EXERCISE DATA
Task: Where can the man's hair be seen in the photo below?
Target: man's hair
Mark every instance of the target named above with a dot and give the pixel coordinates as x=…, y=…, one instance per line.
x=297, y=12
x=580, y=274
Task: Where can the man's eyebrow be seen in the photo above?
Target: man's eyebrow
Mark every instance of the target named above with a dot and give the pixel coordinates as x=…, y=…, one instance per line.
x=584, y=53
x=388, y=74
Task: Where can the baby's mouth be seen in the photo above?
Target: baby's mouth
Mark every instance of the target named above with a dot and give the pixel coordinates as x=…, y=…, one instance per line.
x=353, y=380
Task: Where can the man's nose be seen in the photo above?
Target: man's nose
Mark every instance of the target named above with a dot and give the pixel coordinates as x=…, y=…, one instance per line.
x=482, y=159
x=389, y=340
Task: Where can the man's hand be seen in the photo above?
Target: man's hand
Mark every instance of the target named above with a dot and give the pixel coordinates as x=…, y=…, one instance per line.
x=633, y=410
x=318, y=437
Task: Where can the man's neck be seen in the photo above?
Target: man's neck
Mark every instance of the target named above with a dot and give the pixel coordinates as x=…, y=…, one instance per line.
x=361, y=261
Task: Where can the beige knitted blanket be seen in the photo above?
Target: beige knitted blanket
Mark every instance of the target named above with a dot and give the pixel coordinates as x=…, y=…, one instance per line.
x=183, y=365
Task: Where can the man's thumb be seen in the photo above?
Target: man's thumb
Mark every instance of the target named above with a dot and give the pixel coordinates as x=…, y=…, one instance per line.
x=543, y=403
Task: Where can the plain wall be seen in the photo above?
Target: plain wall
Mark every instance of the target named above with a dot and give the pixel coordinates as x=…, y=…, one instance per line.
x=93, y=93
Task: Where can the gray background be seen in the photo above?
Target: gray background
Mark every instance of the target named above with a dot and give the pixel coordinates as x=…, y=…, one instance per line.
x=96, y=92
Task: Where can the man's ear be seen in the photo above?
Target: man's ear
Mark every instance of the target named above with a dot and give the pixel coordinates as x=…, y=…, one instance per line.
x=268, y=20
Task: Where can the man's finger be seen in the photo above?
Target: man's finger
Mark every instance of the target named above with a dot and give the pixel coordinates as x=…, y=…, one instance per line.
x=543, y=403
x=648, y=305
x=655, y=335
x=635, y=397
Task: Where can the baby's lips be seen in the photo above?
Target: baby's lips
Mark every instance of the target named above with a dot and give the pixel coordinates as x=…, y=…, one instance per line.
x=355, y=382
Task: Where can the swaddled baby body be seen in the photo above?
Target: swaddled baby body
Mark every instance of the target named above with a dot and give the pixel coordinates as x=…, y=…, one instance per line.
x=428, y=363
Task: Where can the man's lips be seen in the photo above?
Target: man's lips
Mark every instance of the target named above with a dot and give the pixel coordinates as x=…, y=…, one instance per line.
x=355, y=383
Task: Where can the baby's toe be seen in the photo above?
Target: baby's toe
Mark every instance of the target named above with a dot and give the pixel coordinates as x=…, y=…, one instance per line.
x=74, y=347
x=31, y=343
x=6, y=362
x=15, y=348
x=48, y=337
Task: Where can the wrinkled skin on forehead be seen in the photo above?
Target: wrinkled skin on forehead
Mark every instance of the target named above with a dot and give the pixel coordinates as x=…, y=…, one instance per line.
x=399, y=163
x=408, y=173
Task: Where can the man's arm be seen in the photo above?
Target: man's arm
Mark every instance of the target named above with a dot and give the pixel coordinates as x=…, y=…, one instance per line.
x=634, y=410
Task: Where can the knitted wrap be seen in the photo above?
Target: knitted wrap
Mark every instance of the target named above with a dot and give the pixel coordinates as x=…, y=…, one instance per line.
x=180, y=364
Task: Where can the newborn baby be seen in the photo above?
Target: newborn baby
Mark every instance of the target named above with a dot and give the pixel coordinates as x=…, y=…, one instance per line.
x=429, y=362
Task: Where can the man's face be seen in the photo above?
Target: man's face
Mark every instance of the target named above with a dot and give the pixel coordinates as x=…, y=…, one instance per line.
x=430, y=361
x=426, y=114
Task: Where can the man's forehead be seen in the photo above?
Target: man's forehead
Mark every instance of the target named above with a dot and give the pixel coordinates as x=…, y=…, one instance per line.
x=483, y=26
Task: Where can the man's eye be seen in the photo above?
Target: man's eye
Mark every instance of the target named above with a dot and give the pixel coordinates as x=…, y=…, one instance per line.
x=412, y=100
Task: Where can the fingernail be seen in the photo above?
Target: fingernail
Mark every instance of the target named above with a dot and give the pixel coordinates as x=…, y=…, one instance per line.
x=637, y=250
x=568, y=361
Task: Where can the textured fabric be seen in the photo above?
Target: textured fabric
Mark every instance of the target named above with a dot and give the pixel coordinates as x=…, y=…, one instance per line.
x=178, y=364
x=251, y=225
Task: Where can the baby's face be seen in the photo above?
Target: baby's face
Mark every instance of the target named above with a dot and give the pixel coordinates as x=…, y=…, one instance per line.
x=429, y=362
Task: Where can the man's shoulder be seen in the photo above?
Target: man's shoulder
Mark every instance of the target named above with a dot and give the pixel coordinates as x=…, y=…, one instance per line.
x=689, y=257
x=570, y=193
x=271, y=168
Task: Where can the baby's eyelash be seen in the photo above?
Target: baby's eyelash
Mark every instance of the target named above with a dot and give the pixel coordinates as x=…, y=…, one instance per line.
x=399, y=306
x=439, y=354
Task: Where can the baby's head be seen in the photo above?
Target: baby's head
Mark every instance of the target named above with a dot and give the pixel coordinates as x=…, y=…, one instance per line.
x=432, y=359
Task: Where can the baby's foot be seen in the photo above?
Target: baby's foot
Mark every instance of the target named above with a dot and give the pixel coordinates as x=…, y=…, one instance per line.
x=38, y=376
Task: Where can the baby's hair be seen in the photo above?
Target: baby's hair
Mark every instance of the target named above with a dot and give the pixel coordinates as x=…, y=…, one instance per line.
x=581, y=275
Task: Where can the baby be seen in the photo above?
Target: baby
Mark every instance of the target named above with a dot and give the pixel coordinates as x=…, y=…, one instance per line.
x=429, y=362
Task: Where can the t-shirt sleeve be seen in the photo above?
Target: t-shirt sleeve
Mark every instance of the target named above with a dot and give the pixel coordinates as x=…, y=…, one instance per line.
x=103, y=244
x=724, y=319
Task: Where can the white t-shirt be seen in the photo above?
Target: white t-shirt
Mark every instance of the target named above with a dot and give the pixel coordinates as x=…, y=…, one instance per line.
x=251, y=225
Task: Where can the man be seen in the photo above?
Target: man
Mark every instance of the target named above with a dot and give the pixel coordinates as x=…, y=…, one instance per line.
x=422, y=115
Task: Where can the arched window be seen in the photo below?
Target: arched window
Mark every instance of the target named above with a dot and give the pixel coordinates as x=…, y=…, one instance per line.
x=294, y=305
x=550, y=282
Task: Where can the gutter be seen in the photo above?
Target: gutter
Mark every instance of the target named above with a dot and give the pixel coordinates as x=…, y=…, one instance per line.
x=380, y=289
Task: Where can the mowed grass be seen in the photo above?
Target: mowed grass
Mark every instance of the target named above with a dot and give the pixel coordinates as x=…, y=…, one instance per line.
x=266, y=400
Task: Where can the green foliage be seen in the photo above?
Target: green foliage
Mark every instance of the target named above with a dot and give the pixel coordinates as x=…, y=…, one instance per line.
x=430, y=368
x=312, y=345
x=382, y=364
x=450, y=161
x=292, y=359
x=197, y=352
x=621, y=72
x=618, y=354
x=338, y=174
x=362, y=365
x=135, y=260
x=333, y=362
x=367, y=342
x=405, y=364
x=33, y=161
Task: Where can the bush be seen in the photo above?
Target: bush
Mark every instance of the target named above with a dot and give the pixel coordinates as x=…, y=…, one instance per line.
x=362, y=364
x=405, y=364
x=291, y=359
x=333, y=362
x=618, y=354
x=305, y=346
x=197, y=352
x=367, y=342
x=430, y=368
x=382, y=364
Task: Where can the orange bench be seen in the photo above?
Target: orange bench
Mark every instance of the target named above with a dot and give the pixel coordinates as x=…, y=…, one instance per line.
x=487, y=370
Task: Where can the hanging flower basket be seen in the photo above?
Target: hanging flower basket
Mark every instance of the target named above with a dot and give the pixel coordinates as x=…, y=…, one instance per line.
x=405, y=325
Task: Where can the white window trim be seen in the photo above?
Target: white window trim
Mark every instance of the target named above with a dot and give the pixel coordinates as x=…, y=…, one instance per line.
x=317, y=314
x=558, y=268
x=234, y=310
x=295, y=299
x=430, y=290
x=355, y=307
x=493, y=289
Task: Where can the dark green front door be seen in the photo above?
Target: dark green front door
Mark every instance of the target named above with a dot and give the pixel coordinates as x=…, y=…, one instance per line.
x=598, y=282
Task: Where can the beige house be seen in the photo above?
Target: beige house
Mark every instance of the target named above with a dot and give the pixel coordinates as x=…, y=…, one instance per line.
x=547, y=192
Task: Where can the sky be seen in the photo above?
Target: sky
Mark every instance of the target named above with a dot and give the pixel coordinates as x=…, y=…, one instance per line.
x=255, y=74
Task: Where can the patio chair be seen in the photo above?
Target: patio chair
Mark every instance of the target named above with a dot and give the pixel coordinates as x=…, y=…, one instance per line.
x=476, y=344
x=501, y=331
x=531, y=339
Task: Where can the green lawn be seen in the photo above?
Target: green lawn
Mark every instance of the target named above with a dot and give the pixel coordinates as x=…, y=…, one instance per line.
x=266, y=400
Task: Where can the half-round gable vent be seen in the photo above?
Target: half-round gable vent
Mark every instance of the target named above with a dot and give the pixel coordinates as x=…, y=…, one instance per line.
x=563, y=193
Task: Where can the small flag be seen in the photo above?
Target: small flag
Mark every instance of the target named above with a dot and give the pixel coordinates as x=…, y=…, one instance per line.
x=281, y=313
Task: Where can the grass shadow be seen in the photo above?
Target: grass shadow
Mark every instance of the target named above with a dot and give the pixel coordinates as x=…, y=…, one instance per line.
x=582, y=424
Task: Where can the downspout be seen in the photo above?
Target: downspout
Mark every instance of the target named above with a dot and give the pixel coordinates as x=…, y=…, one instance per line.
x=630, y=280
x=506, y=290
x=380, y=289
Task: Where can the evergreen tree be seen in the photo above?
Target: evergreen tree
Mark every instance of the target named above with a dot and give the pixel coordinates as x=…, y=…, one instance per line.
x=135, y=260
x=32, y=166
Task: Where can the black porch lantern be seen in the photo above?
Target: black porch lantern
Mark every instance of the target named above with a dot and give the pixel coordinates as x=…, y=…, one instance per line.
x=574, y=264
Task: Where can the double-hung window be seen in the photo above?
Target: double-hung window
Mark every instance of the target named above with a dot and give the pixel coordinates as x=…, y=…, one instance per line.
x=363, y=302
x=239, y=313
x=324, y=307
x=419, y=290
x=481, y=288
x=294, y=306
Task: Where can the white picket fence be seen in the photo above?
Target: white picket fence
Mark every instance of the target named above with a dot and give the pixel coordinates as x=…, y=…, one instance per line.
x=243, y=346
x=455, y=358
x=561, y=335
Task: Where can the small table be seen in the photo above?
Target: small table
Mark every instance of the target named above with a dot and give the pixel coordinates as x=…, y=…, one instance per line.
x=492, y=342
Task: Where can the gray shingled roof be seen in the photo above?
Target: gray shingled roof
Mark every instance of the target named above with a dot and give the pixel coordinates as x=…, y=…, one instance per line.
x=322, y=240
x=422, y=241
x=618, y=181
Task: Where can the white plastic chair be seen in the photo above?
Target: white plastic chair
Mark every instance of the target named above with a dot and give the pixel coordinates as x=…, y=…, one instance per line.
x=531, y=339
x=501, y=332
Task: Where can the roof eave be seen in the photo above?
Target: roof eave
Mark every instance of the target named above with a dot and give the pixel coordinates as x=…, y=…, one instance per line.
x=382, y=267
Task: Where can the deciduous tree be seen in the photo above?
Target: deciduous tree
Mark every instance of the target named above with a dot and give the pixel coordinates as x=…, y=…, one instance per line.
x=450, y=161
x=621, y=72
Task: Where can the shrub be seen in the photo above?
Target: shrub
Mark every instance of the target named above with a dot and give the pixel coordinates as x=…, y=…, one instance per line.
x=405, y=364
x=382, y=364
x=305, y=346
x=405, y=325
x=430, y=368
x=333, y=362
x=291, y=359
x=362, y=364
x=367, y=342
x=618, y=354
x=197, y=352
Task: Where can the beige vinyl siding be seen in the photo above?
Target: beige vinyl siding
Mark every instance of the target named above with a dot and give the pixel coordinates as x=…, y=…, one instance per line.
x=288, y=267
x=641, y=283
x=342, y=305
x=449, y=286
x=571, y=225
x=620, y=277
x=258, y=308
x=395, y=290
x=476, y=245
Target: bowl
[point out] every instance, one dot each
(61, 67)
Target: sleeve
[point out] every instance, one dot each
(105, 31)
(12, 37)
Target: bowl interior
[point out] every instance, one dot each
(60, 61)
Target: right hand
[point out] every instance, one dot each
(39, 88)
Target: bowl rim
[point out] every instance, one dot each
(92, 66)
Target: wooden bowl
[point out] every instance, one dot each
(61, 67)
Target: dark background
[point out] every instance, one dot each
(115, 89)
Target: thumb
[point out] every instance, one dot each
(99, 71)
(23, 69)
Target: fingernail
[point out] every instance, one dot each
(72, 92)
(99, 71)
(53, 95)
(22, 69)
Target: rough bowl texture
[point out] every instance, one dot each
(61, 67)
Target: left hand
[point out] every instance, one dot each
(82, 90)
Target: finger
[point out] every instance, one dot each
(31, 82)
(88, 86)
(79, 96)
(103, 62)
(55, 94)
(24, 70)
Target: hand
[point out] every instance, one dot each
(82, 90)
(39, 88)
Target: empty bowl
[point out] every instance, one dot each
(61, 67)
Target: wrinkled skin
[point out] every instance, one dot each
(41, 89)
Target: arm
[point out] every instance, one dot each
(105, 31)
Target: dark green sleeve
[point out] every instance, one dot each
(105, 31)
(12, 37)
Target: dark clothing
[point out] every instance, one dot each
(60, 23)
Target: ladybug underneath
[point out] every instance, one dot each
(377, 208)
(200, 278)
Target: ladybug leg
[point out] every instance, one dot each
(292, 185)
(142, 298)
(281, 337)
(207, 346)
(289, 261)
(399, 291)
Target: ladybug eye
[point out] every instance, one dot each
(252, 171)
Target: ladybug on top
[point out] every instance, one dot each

TASK DIRECTIONS
In the entries above, the lines between the one holding "Target: wrinkled skin on forehead" and the one holding "Target: man's arm", inclusive, are to be printed exactly as written, and those alone.

WRITTEN RESPONSE
Target: wrinkled skin on forehead
Mark every instance of the target named above with a dot and give the pixel coordinates as x=…, y=…, one instance per line.
x=399, y=163
x=408, y=173
Task: Where can the man's arm be seen in the photo above?
Target: man's arm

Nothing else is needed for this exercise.